>> START
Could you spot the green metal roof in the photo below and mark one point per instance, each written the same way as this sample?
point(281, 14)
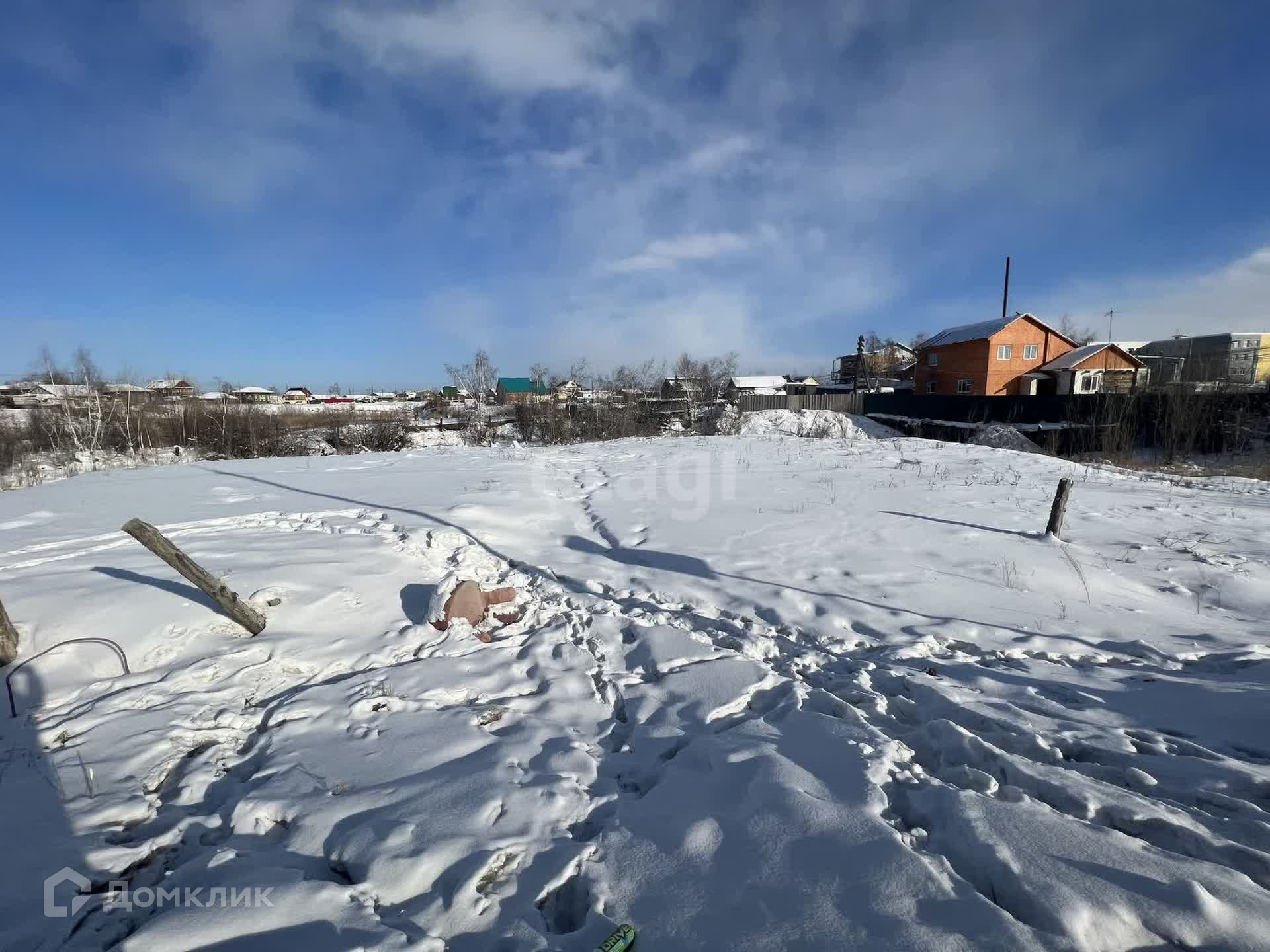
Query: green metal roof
>> END
>> START
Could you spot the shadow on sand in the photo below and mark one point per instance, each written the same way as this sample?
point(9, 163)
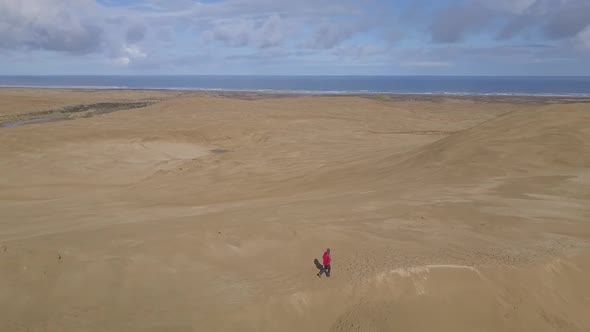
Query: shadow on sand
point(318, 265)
>> END
= GIVEN INSTRUCTION =
Rewrite the data starting at the line with "Could you spot the shadow" and ending at the line with "point(318, 265)", substituting "gravel" for "sand" and changing nothing else. Leave the pictures out.

= CORRECT RESULT =
Could you spot the shadow on gravel in the photo below and mark one point per instance, each written the same way as this sample?
point(9, 163)
Query: shadow on gravel
point(318, 265)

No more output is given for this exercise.